Studio album by Clifford Brown and Max Roach
- Released: 1955
- Recorded: August 2, 3, 5 & 6, 1954
- Studio: Capitol, 5515 Melrose Ave, Hollywood
- Genre: Jazz
- Length: 40:40
- Label: EmArcy MG 36008

Clifford Brown and Max Roach chronology
|  | Brown and Roach Incorporated (1955) | Clifford Brown & Max Roach (1956) |

= Brown and Roach Incorporated =

Brown and Roach Incorporated is an album by American jazz trumpeter Clifford Brown and drummer Max Roach featuring tracks recorded in August 1954 and released on the EmArcy label.

==Reception==

Allmusic awarded the album 4 stars calling it "Near-classic music from a legendary group".

- ENTRIES
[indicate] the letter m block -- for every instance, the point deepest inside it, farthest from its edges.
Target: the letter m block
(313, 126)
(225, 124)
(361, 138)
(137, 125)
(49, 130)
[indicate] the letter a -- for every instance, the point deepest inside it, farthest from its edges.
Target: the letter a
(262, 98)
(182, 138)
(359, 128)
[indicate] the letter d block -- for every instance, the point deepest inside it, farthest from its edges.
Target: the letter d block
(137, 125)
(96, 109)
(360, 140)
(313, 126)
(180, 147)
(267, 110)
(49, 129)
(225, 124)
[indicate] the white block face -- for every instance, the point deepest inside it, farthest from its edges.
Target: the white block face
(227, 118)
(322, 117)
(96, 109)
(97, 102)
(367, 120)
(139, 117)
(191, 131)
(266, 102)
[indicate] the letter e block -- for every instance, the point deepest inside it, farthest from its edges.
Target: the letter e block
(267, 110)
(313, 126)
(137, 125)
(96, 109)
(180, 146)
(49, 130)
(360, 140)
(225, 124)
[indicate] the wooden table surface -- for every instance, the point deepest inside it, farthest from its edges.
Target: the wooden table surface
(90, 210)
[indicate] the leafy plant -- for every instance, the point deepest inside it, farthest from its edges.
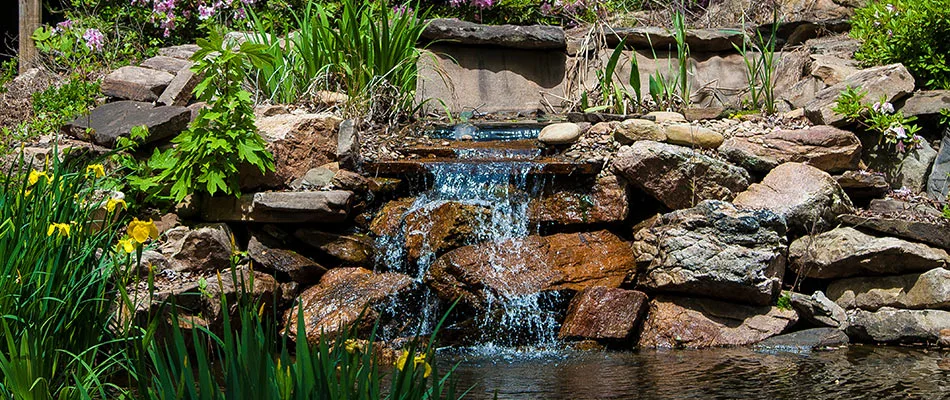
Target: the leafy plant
(911, 32)
(206, 157)
(881, 118)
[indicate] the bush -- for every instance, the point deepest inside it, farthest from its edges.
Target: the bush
(912, 32)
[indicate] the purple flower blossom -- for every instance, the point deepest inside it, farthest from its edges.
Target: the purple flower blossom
(93, 39)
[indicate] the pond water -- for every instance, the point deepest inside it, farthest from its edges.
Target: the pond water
(858, 372)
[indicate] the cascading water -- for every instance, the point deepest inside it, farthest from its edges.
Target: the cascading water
(499, 182)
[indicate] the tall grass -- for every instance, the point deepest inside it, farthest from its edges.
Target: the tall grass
(56, 282)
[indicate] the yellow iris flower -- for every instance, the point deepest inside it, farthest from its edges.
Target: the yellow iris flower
(416, 361)
(141, 231)
(112, 203)
(55, 226)
(96, 169)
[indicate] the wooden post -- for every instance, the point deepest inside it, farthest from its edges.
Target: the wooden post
(30, 16)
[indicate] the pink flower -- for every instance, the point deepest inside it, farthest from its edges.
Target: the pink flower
(93, 39)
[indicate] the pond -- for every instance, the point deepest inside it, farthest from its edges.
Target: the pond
(858, 372)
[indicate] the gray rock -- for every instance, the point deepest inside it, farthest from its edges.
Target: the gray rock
(677, 176)
(819, 310)
(135, 83)
(714, 250)
(279, 207)
(805, 341)
(164, 63)
(808, 198)
(181, 89)
(846, 252)
(534, 37)
(893, 82)
(889, 325)
(930, 289)
(110, 121)
(560, 133)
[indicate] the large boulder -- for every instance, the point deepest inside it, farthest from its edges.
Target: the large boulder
(846, 252)
(350, 298)
(889, 325)
(930, 289)
(681, 322)
(714, 250)
(807, 197)
(602, 313)
(135, 83)
(677, 176)
(518, 267)
(892, 82)
(824, 147)
(110, 121)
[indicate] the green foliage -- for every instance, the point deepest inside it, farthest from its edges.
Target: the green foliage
(911, 32)
(206, 157)
(893, 127)
(57, 106)
(55, 279)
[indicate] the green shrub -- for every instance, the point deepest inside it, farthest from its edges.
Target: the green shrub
(912, 32)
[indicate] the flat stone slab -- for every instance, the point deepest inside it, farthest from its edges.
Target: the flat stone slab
(281, 207)
(136, 83)
(110, 121)
(533, 37)
(699, 40)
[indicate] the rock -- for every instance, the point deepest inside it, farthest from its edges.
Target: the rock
(930, 289)
(926, 103)
(205, 249)
(110, 121)
(604, 201)
(183, 52)
(808, 198)
(893, 82)
(164, 63)
(862, 186)
(937, 183)
(135, 83)
(278, 207)
(348, 297)
(714, 250)
(693, 136)
(699, 40)
(932, 233)
(845, 252)
(533, 37)
(824, 147)
(677, 176)
(560, 133)
(602, 313)
(349, 250)
(299, 143)
(680, 322)
(440, 227)
(512, 268)
(300, 269)
(831, 69)
(633, 130)
(180, 90)
(666, 117)
(805, 341)
(909, 171)
(818, 310)
(889, 325)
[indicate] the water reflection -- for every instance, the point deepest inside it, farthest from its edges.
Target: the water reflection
(860, 372)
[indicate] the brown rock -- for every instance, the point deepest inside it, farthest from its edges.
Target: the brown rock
(604, 313)
(677, 322)
(808, 198)
(517, 267)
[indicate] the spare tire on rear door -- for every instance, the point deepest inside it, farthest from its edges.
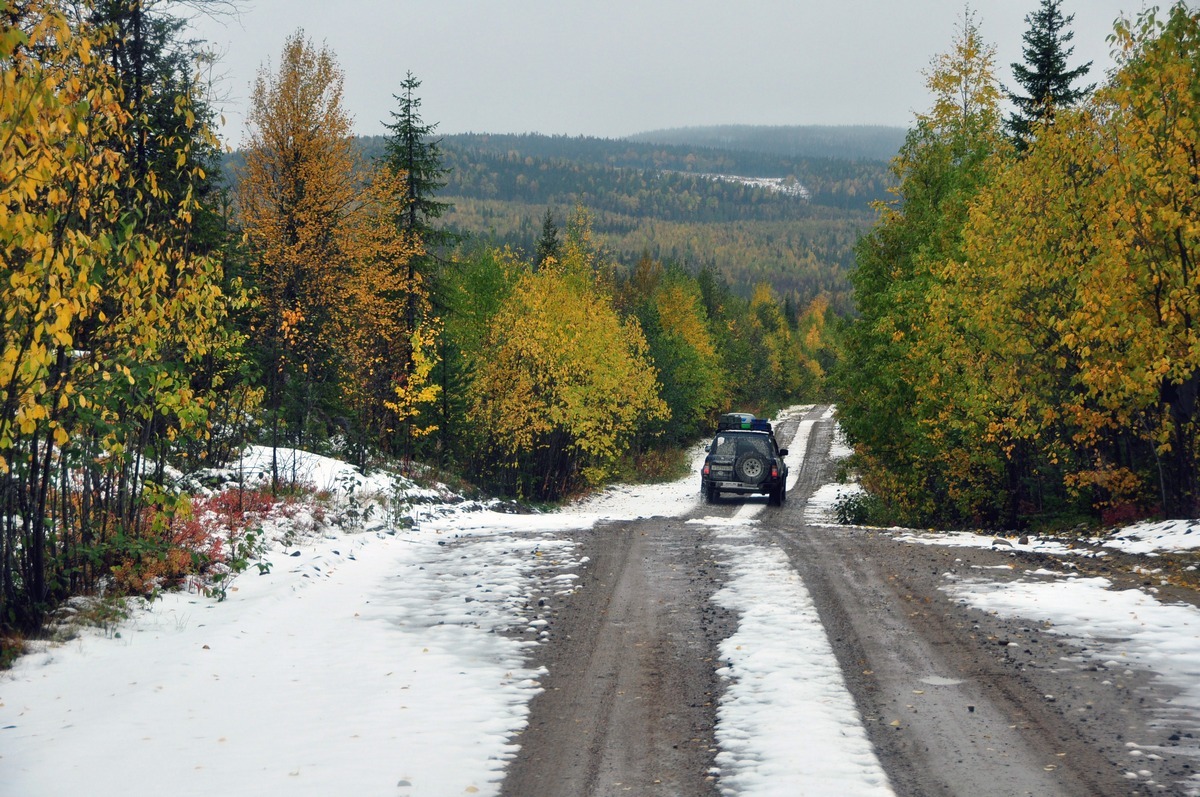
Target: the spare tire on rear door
(751, 467)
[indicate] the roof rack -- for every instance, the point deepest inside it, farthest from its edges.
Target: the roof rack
(743, 420)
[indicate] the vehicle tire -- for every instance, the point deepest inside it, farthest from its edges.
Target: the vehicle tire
(751, 468)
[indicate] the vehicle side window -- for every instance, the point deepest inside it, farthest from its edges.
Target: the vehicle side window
(757, 444)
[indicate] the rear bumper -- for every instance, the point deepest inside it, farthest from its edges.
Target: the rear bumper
(738, 486)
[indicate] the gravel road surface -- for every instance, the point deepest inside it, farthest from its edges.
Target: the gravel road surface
(954, 700)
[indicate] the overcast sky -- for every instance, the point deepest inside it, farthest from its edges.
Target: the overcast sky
(615, 67)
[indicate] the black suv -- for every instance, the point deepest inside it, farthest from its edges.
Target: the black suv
(744, 459)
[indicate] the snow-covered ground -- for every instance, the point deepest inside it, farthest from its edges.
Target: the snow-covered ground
(393, 657)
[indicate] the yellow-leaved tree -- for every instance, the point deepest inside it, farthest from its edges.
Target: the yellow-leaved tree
(330, 264)
(103, 312)
(565, 384)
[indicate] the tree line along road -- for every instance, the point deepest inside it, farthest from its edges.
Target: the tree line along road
(954, 701)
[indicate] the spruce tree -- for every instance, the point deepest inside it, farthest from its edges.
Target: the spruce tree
(1044, 75)
(549, 244)
(411, 149)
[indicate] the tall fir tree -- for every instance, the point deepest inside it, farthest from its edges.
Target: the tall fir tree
(412, 151)
(549, 244)
(1044, 75)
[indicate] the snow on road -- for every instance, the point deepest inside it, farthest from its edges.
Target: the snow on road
(395, 659)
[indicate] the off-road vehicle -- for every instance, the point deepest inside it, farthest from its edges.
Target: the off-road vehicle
(743, 459)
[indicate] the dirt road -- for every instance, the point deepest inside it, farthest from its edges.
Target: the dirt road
(955, 701)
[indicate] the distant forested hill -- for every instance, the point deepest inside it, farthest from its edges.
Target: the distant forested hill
(667, 201)
(840, 142)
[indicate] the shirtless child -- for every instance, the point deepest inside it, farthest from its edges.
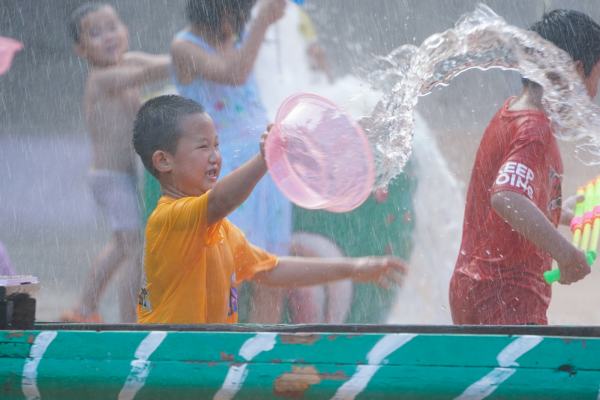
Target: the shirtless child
(111, 100)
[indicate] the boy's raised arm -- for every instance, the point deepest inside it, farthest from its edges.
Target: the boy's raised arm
(303, 271)
(524, 217)
(137, 70)
(228, 65)
(231, 191)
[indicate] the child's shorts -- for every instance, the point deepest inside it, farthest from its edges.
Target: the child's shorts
(475, 302)
(117, 197)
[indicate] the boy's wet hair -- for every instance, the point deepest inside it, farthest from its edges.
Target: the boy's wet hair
(156, 126)
(574, 32)
(78, 15)
(212, 13)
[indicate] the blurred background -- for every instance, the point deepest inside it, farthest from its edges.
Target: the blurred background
(48, 220)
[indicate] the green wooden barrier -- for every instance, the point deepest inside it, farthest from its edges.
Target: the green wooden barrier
(313, 362)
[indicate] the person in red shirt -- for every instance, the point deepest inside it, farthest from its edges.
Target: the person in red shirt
(514, 198)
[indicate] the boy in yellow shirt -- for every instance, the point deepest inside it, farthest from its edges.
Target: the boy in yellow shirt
(194, 258)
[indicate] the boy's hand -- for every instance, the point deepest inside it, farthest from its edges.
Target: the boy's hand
(271, 11)
(567, 212)
(574, 267)
(384, 271)
(263, 139)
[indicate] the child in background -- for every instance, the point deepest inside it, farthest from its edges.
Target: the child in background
(290, 61)
(213, 60)
(111, 100)
(6, 267)
(194, 258)
(514, 198)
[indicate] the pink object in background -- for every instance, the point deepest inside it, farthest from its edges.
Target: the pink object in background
(318, 156)
(8, 48)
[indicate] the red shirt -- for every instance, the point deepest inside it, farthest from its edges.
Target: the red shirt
(518, 153)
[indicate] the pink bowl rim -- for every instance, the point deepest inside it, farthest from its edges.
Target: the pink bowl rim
(332, 206)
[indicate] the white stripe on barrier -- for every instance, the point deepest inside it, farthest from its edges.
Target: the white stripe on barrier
(236, 375)
(506, 358)
(140, 367)
(39, 347)
(361, 378)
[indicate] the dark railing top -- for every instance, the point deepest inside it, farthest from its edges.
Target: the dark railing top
(572, 331)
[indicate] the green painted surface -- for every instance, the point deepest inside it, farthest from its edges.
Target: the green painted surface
(186, 365)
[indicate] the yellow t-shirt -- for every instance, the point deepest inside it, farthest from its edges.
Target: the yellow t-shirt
(192, 270)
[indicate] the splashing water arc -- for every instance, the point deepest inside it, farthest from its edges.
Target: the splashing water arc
(481, 40)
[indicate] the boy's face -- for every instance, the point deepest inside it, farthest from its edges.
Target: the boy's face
(196, 164)
(591, 81)
(104, 38)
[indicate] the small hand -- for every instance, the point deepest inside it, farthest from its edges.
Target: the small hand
(263, 139)
(568, 207)
(385, 271)
(318, 59)
(574, 267)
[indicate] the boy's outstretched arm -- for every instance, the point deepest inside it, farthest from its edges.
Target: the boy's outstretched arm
(305, 271)
(524, 217)
(231, 191)
(138, 69)
(229, 65)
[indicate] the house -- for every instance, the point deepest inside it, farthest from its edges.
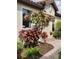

- INSTRUCTIONS
1. In the part of the album page that opens with the words "Brown and Roach Incorporated is" and closes with "the EmArcy label.", swap "trumpeter" for "horn player" and write that part out again.
2. Pick up the Brown and Roach album page after its last line and keep writing.

- TASK-BY-TASK RESULTS
1.
Brown and Roach Incorporated is an album by American jazz horn player Clifford Brown and drummer Max Roach featuring tracks recorded in August 1954 and released on the EmArcy label.

2.
Professional ratings
Review scores
| Source | Rating |
| Allmusic | Star |
| The Rolling Stone Jazz Record Guide | Star |

==Track listing==
1. "Sweet Clifford" (Clifford Brown) - 6:41
2. "I Don't Stand a Ghost of a Chance with You" (Bing Crosby, Ned Washington, Victor Young) - 7:19
3. "Stompin' at the Savoy" (Benny Goodman, Andy Razaf, Edgar Sampson, Chick Webb) - 6:23
4. "I'll String Along with You" (Al Dubin, Harry Warren) - 4:09
5. "Mildama" (Max Roach) - 4:30
6. "Darn That Dream" (Eddie DeLange, Jimmy Van Heusen) - 4:02
7. "I Get a Kick out of You" (Cole Porter) - 7:36

- Recorded at Capitol Studios in Los Angeles, California on August 2 (track 6), August 3 (tracks 1 & 2), August 5 (tracks 3, 4 & 7) and August 6 (track 5), 1954

== Personnel ==
- Clifford Brown - trumpet (tracks 1–3 & 5, 7)
- Max Roach - drums
- Harold Land - tenor saxophone (tracks 1, 3 & 5–7)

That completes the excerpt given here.